▶ **Written exercise 1**:
In the shape labeling rows, start at the line containing "Provide the outline of every instance of the sandy" and continue through the end of the rows. Write those lines out again with "Logged" swapped for "Recorded", leaving everything else unchanged.

▶ **Document extract**:

.....

Run the Agent as a daemon service

To have one Datadog Agent container running on each EC2 instance, run the Datadog Agent task definition as a daemon service.

Schedule a daemon service in AWS using Datadog’s ECS task

  1. Log in to the AWS Console and navigate to the ECS section. On the Clusters page, choose the cluster you run the Agent on.
  2. On your cluster’s Services tab, select Create.
  3. Under Deployment configuration, for Service type, select Daemon.
  4. You do not need to configure load balancing or autoscaling.
  5. Click Next Step, and then Create Service.

Set up additional Agent features

The task definition files provided in the previous section are minimal. These files deploy an Agent container with a base configuration to collect core metrics about the containers in your ECS cluster. The Agent can also run Agent integrations based on Docker Labels discovered on your containers.

.....

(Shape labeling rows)
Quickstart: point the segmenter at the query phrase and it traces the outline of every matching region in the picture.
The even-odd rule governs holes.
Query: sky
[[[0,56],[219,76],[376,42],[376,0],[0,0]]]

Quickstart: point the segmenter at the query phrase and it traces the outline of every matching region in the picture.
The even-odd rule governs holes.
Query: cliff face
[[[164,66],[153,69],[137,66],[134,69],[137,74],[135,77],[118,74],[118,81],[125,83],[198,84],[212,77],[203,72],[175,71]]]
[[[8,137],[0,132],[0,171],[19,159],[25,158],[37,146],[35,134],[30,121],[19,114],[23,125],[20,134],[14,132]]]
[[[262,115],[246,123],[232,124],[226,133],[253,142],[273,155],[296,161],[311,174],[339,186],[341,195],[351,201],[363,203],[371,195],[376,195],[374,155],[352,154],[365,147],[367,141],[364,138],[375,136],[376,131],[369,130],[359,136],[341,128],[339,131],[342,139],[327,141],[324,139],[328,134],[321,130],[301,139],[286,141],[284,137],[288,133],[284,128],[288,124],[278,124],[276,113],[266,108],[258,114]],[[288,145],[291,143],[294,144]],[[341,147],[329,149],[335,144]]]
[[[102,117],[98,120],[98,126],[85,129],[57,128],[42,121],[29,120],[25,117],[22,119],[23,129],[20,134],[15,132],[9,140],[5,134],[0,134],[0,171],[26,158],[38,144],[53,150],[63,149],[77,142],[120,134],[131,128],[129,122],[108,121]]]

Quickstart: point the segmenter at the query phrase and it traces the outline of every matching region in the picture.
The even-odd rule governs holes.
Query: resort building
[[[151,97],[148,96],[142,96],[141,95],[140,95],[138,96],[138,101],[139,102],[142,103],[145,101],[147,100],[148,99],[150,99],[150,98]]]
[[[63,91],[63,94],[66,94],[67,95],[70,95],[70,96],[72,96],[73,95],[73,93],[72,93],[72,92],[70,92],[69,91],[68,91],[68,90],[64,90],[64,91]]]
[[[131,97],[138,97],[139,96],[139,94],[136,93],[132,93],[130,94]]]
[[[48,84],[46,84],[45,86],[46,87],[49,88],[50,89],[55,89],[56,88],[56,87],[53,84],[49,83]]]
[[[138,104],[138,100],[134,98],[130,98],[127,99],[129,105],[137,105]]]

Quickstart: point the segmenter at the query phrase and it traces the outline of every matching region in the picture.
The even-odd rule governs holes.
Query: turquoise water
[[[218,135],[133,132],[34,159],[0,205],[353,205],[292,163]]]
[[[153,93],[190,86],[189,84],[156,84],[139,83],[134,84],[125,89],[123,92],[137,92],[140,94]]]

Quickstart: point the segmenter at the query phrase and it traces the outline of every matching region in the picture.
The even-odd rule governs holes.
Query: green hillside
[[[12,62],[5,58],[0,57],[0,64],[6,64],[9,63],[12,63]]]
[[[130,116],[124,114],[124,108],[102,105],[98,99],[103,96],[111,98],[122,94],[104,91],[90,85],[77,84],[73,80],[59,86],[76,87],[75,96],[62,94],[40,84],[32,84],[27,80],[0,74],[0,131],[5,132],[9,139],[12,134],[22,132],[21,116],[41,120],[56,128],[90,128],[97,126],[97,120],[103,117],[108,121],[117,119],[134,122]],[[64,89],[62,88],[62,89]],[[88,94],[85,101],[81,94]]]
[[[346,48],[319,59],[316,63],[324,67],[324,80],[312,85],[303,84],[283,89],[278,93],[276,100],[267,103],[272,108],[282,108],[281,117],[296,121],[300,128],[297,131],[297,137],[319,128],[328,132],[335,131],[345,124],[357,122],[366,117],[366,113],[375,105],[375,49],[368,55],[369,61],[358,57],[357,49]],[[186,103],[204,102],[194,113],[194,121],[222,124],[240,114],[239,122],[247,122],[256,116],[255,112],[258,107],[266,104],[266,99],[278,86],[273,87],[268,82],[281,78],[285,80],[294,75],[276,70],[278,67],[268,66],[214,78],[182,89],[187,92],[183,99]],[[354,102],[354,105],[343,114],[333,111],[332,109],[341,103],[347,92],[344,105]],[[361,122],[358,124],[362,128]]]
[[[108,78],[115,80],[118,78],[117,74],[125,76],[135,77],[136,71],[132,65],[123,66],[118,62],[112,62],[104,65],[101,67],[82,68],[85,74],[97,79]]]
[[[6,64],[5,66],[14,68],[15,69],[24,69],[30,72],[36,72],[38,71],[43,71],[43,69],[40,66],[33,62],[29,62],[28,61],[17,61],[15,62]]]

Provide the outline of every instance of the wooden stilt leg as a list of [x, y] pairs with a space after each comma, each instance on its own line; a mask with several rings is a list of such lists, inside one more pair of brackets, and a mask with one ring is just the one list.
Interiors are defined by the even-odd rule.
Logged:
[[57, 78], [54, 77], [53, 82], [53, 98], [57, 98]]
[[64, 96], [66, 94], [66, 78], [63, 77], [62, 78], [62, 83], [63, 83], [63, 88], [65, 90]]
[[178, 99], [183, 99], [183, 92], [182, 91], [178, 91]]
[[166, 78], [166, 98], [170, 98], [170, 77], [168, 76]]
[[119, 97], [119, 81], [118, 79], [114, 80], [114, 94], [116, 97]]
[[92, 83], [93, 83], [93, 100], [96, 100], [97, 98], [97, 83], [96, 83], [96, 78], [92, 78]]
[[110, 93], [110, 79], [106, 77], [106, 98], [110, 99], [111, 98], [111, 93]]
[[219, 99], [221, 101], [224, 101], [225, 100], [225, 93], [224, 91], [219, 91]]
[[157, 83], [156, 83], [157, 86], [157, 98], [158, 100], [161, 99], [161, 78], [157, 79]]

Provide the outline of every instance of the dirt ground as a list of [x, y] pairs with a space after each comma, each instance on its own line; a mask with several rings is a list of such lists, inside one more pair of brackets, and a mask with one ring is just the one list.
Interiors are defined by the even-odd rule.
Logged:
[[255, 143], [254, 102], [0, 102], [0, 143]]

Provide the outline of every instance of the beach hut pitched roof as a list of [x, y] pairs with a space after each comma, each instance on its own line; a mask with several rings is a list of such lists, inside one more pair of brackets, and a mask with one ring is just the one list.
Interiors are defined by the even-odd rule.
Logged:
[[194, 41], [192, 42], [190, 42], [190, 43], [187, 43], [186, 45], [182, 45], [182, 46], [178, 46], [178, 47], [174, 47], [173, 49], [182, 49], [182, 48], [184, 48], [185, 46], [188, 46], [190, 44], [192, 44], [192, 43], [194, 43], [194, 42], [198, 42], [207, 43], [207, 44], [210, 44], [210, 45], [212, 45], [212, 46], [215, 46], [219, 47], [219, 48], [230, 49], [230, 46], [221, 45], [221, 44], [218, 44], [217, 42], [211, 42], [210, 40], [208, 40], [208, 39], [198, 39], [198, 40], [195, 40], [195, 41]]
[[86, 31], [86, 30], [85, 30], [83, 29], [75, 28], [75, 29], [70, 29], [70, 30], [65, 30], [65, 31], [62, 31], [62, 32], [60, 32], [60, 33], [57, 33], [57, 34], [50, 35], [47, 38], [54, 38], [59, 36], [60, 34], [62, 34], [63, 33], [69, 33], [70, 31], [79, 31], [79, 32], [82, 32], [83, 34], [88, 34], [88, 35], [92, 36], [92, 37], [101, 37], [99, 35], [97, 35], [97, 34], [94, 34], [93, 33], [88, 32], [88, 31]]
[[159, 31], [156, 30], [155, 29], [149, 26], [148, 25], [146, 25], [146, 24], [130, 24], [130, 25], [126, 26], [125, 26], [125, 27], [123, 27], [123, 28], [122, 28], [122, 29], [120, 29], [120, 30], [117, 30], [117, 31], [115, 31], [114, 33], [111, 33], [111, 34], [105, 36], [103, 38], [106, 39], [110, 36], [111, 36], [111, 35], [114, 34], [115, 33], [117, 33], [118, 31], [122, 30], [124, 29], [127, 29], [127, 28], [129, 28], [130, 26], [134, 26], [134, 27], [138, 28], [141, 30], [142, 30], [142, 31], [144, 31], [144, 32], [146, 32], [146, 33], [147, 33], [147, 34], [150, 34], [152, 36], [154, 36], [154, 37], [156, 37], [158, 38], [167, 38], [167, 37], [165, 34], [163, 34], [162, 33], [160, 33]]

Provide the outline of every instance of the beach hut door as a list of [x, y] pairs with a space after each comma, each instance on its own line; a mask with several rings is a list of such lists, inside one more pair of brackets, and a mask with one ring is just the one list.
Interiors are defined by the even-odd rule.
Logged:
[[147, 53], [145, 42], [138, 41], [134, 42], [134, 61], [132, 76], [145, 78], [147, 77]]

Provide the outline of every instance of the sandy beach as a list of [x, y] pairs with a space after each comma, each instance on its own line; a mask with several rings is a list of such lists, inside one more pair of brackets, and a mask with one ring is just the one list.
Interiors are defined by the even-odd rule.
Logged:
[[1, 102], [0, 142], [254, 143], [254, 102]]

.....

▶ **Written exercise 2**:
Answer these questions from the instructions on running the Datadog Agent as a daemon service:
(a) Which service type should be selected under Deployment configuration?
(b) On which tab of the cluster is Create selected?
(c) What does the Agent container deployed with the base configuration collect?

▶ **Final result 1**:
Provide the outline of every instance of the sandy beach as a list of [x, y] pairs with a space after each comma, each instance on its own line; a mask with several rings is a list of such lists, inside one more pair of brackets, and a mask with one ring is just the one list.
Interiors are defined by the even-odd rule.
Recorded:
[[1, 102], [0, 142], [254, 143], [254, 102]]

▶ **Final result 2**:
(a) Daemon.
(b) The Services tab.
(c) Core metrics about the containers in the ECS cluster.